▸ Tugas yang Diberikan 1: Sebutkan semua hal yang, menurut teks tentang pendidikan di bawah, perlu dimiliki peserta didik dengan mengembangkan potensi dirinya secara aktif.
▸ Tugas yang Diberikan 2: Tolong lanjutkan teks tentang mutu pendidikan di bawah, mulai tepat setelah kalimat terakhirnya.

▸ Kutipan Terpilih:
************
Sabtu, 15 Desember 2012

Tugas presentasi Psikolog Anak



BAB I
PENDAHULUAN

A.      Latar Belakang
Menurut UU Sistem Pendidikan Nasional, pendidikan adalah usaha dan terencana untuk mewujudkan suasana belajar dan proses pembelajaran agar peserta didik secara aktif mengembangkan potensi dirinya untuk memiliki kekuatan spiritual keagamaan, pengendalian diri, kepribadian, kecerdasan, akhlak mulia, serta ketrampilan yang diperlukan dirinya, masyakarat, bangsa, dan Negara. Pendidikan sebagai wadah untuk dapat memperbaiki martabat bangsa dan kehidupan bangsa, dengan artian pendidikan mempunyai arti peranan yang sangat penting dalam perbaikan negara dan kemajuan suatu bangsa.
Kemajuan suatu bangsa dan mutu dari suatu pendidikan sangat ditentukan oleh sumber daya manusia, sedangkan kualitas sumber daya manusia tergantung pada kualitas pada pendidikannya. Salah satu permasalah pendidikan yang dihadapi bangsa Indonesia adalah rendahnya mutu pendidikan pada setiap jenjang satuan pendidikan, khususnya pendidikan anak usia 1-5 tahun. Usaha peningkatan mutu pendidikan adalah tanggung jawab semua pihak dalah pendidikan terutama bagi guru SD, yang merupakan ujung tombak dalam pendidikan dasar. Guru SD adalah orang yang paling berperan dala menciptakan sumber daya manusia yang berkualitas yang dapat bersaing dalam perkembangan zaman.
************
▸ Catatan Dataset:
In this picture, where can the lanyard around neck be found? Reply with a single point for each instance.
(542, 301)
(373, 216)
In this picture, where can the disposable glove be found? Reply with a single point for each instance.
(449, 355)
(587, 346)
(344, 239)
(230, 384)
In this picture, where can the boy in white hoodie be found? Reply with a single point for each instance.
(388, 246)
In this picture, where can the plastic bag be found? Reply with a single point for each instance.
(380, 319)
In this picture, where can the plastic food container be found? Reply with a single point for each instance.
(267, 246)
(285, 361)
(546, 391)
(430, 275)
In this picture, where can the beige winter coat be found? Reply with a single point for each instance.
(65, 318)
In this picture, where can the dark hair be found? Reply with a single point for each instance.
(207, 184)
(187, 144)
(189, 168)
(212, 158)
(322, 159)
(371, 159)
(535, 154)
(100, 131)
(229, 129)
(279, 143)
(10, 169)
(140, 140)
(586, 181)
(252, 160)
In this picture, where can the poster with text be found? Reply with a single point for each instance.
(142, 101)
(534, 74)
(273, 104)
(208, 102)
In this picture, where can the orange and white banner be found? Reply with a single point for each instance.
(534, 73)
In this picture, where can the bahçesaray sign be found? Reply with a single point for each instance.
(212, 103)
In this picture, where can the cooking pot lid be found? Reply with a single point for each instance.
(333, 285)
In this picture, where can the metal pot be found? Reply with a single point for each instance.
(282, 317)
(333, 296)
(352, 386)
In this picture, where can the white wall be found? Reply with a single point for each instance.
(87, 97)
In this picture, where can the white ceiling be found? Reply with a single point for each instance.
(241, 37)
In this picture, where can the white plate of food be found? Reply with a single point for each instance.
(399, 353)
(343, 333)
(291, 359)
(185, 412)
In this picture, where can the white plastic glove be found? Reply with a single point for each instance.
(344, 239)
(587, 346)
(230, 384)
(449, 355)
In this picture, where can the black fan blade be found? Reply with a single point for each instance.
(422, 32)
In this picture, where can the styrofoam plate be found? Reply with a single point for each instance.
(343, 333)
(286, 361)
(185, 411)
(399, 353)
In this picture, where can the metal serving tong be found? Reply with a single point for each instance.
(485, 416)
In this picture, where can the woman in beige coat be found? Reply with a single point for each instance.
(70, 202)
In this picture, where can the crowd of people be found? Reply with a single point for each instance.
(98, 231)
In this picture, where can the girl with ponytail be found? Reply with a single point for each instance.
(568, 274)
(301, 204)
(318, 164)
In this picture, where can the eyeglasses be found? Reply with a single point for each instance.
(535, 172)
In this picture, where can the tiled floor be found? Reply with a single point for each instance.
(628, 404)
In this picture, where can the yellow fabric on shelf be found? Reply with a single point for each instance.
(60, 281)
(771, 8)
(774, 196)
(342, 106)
************
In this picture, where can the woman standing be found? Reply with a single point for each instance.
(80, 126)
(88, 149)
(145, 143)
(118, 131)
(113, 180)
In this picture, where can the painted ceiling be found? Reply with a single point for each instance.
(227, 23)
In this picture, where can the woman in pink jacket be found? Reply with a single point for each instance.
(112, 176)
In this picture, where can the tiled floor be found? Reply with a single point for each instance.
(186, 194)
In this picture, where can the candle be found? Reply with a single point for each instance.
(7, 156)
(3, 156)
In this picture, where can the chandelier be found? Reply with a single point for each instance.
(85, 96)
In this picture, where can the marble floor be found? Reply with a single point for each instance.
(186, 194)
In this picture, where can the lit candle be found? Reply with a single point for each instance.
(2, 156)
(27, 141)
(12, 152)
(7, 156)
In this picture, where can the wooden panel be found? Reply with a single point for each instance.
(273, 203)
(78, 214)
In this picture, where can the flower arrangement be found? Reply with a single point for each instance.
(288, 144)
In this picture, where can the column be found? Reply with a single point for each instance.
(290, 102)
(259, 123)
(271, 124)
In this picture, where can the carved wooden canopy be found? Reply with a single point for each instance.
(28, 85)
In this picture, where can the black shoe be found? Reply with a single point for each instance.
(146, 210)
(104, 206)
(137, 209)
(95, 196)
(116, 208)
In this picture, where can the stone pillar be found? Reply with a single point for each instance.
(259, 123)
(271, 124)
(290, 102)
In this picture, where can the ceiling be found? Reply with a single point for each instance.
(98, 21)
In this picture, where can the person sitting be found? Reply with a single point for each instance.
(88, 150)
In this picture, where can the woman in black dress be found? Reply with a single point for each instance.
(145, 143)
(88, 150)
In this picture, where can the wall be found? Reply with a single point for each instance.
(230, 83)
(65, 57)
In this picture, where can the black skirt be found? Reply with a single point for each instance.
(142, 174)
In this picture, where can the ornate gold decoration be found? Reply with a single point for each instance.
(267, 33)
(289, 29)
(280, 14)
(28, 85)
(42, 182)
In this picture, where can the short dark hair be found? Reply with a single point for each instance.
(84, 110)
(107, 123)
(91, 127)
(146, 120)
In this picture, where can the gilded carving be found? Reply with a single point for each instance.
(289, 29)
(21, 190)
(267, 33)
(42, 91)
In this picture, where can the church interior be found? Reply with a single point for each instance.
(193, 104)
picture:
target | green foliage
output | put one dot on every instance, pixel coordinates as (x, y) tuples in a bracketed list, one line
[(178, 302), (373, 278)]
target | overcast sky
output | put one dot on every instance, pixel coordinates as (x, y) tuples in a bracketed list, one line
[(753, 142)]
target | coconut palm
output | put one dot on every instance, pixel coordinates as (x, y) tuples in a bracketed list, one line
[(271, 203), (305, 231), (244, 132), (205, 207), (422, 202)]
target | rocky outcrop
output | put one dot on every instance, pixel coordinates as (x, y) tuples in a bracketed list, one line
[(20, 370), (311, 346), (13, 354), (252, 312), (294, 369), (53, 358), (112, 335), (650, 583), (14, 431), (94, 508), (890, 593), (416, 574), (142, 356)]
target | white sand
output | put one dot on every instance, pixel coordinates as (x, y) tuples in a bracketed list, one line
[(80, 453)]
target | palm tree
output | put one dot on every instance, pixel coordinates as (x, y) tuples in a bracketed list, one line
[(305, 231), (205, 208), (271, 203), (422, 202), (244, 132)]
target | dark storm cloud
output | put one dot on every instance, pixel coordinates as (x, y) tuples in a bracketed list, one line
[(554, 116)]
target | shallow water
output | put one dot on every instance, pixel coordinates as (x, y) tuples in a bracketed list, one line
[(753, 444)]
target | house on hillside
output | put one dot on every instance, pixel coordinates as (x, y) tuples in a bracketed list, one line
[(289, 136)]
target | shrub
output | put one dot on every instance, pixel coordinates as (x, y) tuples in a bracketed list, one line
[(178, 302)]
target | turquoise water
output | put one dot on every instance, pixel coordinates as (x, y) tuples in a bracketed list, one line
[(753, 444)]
************
▸ Jawaban yang Benar 1:
- kekuatan spiritual keagamaan
- pengendalian diri
- kepribadian
- kecerdasan
- akhlak mulia
- ketrampilan

▸ Jawaban yang Benar 2:
Peningkatan mutu pendidikan berkaitan dengan bagaimana ilmu pendidikan itu dapat dikembangkan sesuai tuntutan pembangunan dan masyarakat. Filsafat sebagai salah satu cabang ilmu yang merupakan pengembangan dari filsafat umum berfungsi untuk menjawab permasalahan-permasalahan pendidikan mempunyai peranan penting pula dalam memajukan suatu bangsa. Karena dengan adanya filsafat pendidikan permasalahan-permasalahan pendidikan akan terpecahkan, sehingga secara nyata akan mengembangkan ilmu pendidikan sesuai dengan permasalahan yang timbul dan tuntutan pembangunan. Oleh karena itu, penulis akan menjabarkan tentang “MASA KANAK-KANAK 1-5 TAHUN (Periode Esteis)”, sebagai rujukan tenaga pendidikan untuk memecahkan masalah pendidikan.

B.       Rumusan Masalah
Dari latar belakang di atas, maka dirumuskan beberapa masalah yaitu: “Apa pentingnya pengenalan tentang psikologi anak pada usia 1-5 tahun ?”

C.      Tujuan
1.      Untuk memberikan pengetahuan tentang pengenalan psikologi anak pada usia 1-5 tahun.
2.      Untuk mengetahui pertumbuhan anak pada usia 1-5 tahun.
3.      Sebagai jalan untuk mendidik anak dimasa depan.
4.      Untuk menguatakn kemampuan berfikir anak.

















BAB II
PEMBAHASAN
“MASA KANAK-KANAK 1-5 TAHUN”
(PERIODE ESTETIS)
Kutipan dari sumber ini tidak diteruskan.